Change "cloth" to "fabric" everywhere in the material below, and write the material out again with nothing else altered.

###

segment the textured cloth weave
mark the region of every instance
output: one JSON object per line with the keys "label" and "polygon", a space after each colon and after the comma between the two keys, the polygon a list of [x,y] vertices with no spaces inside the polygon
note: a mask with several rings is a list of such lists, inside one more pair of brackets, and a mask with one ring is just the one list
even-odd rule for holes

###

### TASK RESULT
segment the textured fabric weave
mark the region of every instance
output: one JSON object per line with the keys "label" and "polygon", a space after each colon and after the comma between the two keys, the polygon a list of [x,y] vertices with no spaces inside the polygon
note: a mask with several rings is a list of such lists, inside one more pair of brackets, and a mask with one ring is just the one list
even-odd rule for holes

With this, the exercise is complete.